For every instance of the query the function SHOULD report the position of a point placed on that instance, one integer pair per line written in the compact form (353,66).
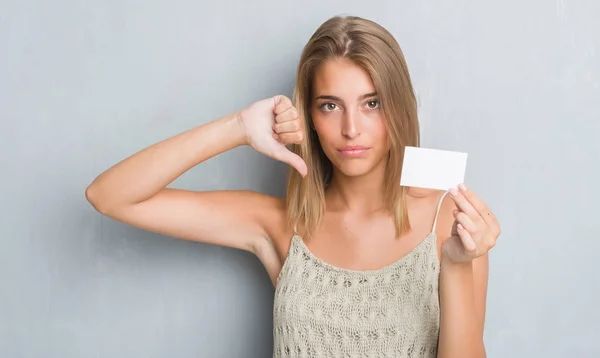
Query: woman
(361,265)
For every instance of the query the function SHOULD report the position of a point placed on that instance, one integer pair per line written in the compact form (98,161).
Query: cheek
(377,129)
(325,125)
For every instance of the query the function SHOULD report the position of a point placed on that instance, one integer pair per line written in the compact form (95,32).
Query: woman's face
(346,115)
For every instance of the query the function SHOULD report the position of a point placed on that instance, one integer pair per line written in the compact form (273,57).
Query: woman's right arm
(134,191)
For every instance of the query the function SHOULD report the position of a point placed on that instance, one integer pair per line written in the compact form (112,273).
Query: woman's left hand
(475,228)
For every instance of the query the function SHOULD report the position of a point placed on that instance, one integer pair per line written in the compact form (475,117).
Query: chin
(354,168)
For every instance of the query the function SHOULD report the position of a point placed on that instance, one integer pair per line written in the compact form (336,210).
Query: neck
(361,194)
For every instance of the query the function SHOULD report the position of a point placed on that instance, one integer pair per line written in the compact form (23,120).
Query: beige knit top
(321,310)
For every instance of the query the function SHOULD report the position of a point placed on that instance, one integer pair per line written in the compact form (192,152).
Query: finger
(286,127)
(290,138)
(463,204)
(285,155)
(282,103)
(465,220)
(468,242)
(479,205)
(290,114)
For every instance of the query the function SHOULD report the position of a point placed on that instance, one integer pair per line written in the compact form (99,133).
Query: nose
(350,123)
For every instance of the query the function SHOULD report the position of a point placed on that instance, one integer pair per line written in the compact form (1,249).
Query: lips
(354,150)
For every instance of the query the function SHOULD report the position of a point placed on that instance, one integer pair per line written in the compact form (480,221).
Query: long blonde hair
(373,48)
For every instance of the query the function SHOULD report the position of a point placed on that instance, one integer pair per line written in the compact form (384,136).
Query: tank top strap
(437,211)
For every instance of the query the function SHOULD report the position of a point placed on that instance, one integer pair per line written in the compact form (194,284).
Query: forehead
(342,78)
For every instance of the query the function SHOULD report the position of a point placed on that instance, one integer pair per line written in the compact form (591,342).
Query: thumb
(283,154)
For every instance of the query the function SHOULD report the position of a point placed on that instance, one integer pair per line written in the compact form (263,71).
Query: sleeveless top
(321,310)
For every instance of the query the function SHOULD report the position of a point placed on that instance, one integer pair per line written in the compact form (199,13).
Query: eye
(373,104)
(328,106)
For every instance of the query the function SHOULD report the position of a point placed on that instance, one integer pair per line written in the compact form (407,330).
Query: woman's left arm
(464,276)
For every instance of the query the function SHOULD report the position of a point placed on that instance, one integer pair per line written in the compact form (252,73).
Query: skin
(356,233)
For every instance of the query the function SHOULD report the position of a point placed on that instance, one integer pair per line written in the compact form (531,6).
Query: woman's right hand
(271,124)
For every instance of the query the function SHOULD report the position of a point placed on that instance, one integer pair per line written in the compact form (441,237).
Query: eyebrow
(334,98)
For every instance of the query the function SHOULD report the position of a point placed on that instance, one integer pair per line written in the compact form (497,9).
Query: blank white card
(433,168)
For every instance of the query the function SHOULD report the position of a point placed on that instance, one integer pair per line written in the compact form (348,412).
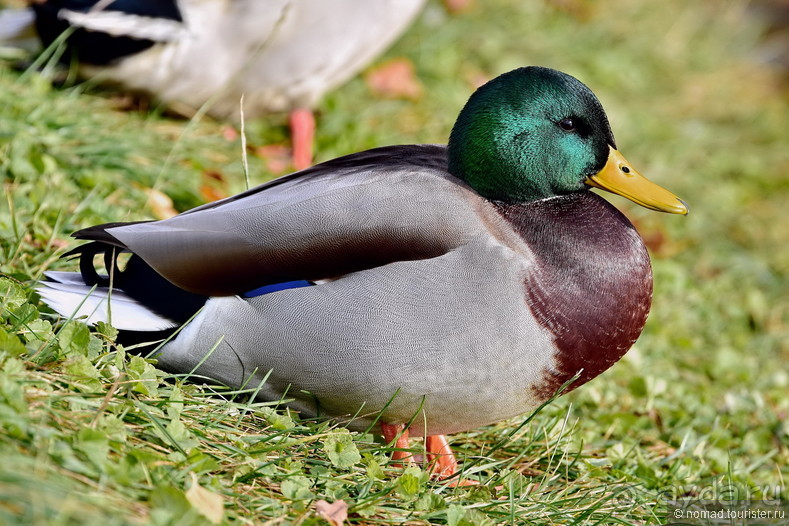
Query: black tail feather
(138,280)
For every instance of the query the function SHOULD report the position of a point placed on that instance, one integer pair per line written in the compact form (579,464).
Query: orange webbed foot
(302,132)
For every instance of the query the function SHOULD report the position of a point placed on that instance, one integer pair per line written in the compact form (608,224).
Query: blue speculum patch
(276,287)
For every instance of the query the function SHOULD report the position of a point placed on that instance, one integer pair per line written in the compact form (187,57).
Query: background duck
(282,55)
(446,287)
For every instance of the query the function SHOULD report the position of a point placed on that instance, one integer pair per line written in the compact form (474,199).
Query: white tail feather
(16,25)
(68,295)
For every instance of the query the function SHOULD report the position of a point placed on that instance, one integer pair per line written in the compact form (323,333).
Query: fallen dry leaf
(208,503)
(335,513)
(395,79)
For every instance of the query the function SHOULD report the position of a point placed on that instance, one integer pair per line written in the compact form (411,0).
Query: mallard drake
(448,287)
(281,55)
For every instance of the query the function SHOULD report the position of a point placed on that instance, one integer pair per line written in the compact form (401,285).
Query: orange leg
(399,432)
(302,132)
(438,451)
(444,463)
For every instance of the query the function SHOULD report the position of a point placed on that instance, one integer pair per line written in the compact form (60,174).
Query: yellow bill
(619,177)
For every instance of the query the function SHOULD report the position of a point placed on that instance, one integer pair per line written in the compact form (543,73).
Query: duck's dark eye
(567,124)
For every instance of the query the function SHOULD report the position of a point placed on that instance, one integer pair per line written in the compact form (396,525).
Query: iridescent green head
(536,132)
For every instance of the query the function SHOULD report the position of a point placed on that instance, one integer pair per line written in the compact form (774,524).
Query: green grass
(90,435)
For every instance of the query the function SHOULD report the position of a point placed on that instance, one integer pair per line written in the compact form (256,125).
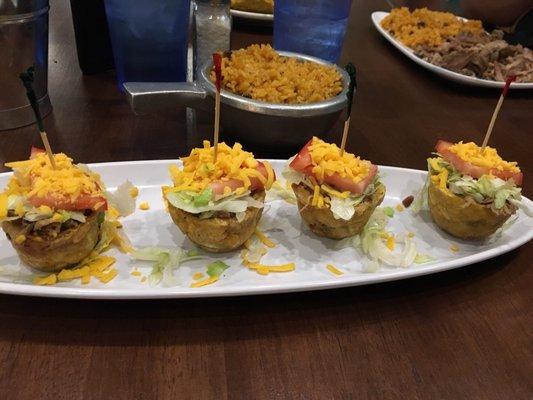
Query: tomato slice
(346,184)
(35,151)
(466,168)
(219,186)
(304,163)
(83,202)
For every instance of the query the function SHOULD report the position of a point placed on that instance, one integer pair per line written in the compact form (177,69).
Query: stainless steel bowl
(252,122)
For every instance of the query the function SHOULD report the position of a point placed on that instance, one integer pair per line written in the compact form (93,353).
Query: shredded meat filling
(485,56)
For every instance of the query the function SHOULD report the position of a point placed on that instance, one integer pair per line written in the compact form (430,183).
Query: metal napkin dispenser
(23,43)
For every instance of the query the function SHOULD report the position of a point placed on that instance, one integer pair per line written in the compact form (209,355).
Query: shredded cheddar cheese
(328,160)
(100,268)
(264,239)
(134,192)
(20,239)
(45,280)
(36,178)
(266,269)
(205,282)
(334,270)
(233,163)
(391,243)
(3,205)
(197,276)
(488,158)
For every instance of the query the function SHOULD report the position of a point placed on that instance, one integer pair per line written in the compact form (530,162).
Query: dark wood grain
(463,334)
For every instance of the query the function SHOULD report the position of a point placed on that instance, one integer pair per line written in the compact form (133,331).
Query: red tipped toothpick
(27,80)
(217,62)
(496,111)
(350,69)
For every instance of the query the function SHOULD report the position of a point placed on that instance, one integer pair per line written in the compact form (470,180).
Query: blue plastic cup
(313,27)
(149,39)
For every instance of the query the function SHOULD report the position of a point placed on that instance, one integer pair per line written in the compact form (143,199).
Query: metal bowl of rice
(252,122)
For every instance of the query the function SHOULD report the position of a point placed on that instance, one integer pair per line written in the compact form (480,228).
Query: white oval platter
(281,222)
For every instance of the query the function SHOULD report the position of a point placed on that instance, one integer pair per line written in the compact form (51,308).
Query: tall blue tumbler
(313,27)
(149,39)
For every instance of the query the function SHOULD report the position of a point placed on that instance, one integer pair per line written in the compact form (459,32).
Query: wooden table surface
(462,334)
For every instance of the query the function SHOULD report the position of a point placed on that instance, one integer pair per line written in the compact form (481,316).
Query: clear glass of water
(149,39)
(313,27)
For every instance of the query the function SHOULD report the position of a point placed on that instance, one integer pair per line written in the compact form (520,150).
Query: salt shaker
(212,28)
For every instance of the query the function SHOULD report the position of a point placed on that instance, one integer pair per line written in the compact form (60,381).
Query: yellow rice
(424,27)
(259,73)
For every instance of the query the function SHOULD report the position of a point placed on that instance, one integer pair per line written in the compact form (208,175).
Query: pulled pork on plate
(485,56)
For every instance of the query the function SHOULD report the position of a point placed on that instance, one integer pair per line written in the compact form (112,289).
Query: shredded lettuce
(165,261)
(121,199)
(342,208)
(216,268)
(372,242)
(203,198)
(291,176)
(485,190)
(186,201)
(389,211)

> _DESCRIPTION OF THE TASK_: Without including any pictures, reproduce the listing exactly.

> _SOLUTION TO THIS TASK_:
For every instance of the query the function SHOULD report the position of a point placed on that instance, one integer pair per line written in the compact form (353,66).
Query: woman
(361,265)
For every instance of the query the function SHOULD report the position of a point placed on that instance, one integer pair per line written in the compact form (98,161).
Query: cheek
(377,129)
(325,125)
For every instance of the query the function SHOULD report the position of a point placed on that instance, one integer pair per line written in the compact form (95,32).
Query: woman's face
(346,115)
For every instance of the query the function SHOULD report the position of a point placed on that instance, one integer pair per line written in the compact form (273,57).
Query: woman's right arm
(134,191)
For every instance of the query the function SHOULD report the position of a point placed on that instance, one integer pair per line written in the compact form (112,273).
Query: woman's left hand
(475,228)
For every instance of the query the function SHOULD report the position of a point placed on that instance, one integer pair per line written in the compact form (475,117).
Query: chin
(354,168)
For every instance of the query the function SHOULD report the position of a point placed on that instance, one integer pair per line written in the compact form (336,210).
Query: neck
(361,194)
For every instance of the query the function SHOULD report the position of a point placed on that instance, one integer pair per line written in the compact form (23,120).
Query: beige knit top
(321,310)
For every instance of the query the function SHOULD report the position of a point placed on that instance, one integer pair per line written in the compact form (192,152).
Query: finger
(286,127)
(290,138)
(463,204)
(285,155)
(282,103)
(465,220)
(468,242)
(479,205)
(290,114)
For every instance of the query the function SHOULD report the position of a point placed on that instance, one integer pair per line written in the compact form (99,133).
Query: nose
(350,123)
For every instance of the query the function SHOULD report the position of a point placed on that instance, one integer pair per line written in the compact form (1,249).
Query: lips
(354,150)
For every instance of the query the function SHOULD report the position of a point placed on that instance, one integer pair per line written in the compact form (480,221).
Query: long blonde hair
(373,48)
For every instance of the query the function SHOULD report the position of a point placed on that instance, one integer pair per line written in the compact form (384,136).
Query: tank top strap
(437,211)
For every instance of the query the function SHOULD report the position of a point placed on that instance, one integer pair per line written in the compact form (194,284).
Query: forehead
(342,78)
For every instance of the query the function SHOULD report the position of a point placed on that instance, one integer pair per line written in the compact form (591,342).
Query: thumb
(283,154)
For every instance of the query the function SHOULD report the position of a point placed on that instance, one integer pair per line written in the compact form (263,71).
Query: sleeveless top
(321,310)
For every instance of the query the function SHOULD report the position of a point placed on that instance, one integer pair per line written in the compact form (199,13).
Query: eye
(373,104)
(328,106)
For every instance of the query the function SHOULD report the position of a point placed on that instance, one integer pair per line written in the compact form (407,330).
Query: woman's left arm
(464,276)
For every instance of the query the function SHOULD report the position of a point placed on that instance, one integer pair per line written in the compact form (252,73).
Query: skin
(356,233)
For every instance of the query the function SHOULD report the position of a point placed on that instance, one integer pair per line written in the compact form (531,6).
Query: woman's right hand
(271,124)
For every instance of the query the function SHOULD report the position of a point placed on that instance, one integer pair per line written in the compact form (441,237).
Query: eyebrow
(334,98)
For every instance of the query the function SHOULD report the position of a point placed on that instance, one integer pair per line written in the compact form (497,9).
Query: blank white card
(433,168)
For every instance of the query the function SHOULD report the position of a point placed on that instance, one integer pair per line written in the compact form (348,412).
Query: black tail feather
(138,280)
For every instance of the query the function SHOULD report the position of a point placed on that instance, one integer pair per line written in the compact form (579,464).
Query: orange webbed foot
(302,132)
For every instance of the query the function SHOULD report the position of a point placed on that instance, one integer pair per line written in the compact form (608,224).
Query: blue speculum patch
(276,287)
For every instance of the query the function SHOULD report the position of a point placed on that instance, one integer pair per line written in the compact form (187,57).
Query: background duck
(282,55)
(446,287)
For every instance of the query the function SHOULD report the position of a point placed on that instance, one integer pair per line written in the compact form (474,199).
Query: white tail feather
(16,25)
(68,295)
For every instance of the query the function SHOULD report the position of a point placed on that instance, one integer pair per line written in the compact form (323,333).
Query: fallen dry leaf
(208,503)
(335,513)
(395,79)
For every instance of the query the function SHOULD report the position of a point placed on that instance, one integer pair per line written in the compact form (411,0).
Query: mallard drake
(448,287)
(281,55)
For every instance of the query the function SHOULD report the position of a point placed on that instance, one integer pair per line written in the compact form (401,285).
Query: orange leg
(399,432)
(302,132)
(438,451)
(444,463)
For every instance of the query the function SHOULD report the position of a point placed on that instance, one integer pair per line written in the compact form (60,174).
Query: yellow bill
(619,177)
For every instance of the query the function SHOULD report the position of a point placed on that instance, one integer pair per line written in the compact form (543,73).
Query: duck's dark eye
(567,124)
For every instance of the query the function SHOULD report the position of a point placed on that instance, one integer pair per line written in the compact form (396,525).
Query: iridescent green head
(536,132)
For every instance of the query the function SHOULD report the position of a point placed on that instance, one integer pair per line written in the compact form (774,524).
Query: green grass
(90,435)
For every instance of the query the function SHOULD report the position of a point placed on that instance, one integer pair per line written in the compact form (256,125).
Query: tomato slice
(346,184)
(35,151)
(466,168)
(219,186)
(304,163)
(83,202)
For every instance of the query the function SHOULD report the position of a point placed on that instance, one integer pair per line written in the compact form (177,69).
Query: stainless steel bowl
(252,122)
For every instance of the query the function SHOULD report the position of a point placed on that instance, one integer pair per line written in the compact form (93,353).
Query: shredded meat filling
(485,56)
For every instance of the query the function SHOULD report the position of a point placed on that instance, one integer pair per line written in the compact form (430,183).
Query: metal napkin dispenser
(23,43)
For every instance of the query the function SHOULD report the position of a point placed on that instance, one integer pair per line written in the compact form (209,355).
Query: shredded cheddar cheese
(328,160)
(100,268)
(264,239)
(134,192)
(20,239)
(45,280)
(36,178)
(266,269)
(205,282)
(334,270)
(233,163)
(391,243)
(3,205)
(197,276)
(488,158)
For every instance of the query the function SHOULD report the position of a point placed on that instance, one integer pair per line written in the compact form (530,162).
Query: dark wood grain
(463,334)
For every instance of the query the function SHOULD report the position of a point placed on that instance, one integer pair per line written in the compact form (133,331).
Query: red tipped toothpick
(27,80)
(217,62)
(496,111)
(350,69)
For every instance of the query the function SHOULD report the position of a point placed on that instance, one integer pair per line written in the compact form (470,180).
Query: blue plastic cup
(313,27)
(149,39)
For every instance of the query the function SHOULD report the position of a point placed on that instance, one integer pair per line written in the compact form (143,199).
Query: metal bowl of rice
(252,122)
For every instance of the query the function SHOULD report the position of a point placed on that instance, one integer pair per line written in the compact form (480,228).
Query: white oval platter
(281,222)
For every instance of the query the function SHOULD report the position of a point placed on that instance, one integer pair per line written in the compact form (51,308).
Query: tall blue tumbler
(313,27)
(149,39)
For every instance of the query the function SHOULD report the position of a point placed on that instance, one integer pair per line written in the compact form (459,32).
Query: wooden table surface
(462,334)
For every instance of the query the function SHOULD report the position of a point placed on that instance, one integer pair per line written in the compact form (481,316).
Query: clear glass of water
(149,39)
(313,27)
For every instance of the query the function SHOULD report the position of a point placed on that instance, one integer pair per line written in the compact form (520,150).
Query: salt shaker
(212,28)
For every instance of the query the function SHOULD report the position of a point placed on that instance, one integer pair per line written in the compact form (60,381).
Query: yellow rice
(424,27)
(259,73)
For every instance of the query the function SHOULD report the position of a point placed on that instance, one integer pair per line written in the compact form (208,175).
Query: pulled pork on plate
(485,56)
For every instance of the query the function SHOULD report the position of a point placed on that instance, one integer pair per line written in the compact form (112,289).
Query: shredded lettuce
(165,261)
(121,199)
(342,208)
(216,268)
(372,242)
(203,198)
(291,176)
(485,190)
(186,201)
(389,211)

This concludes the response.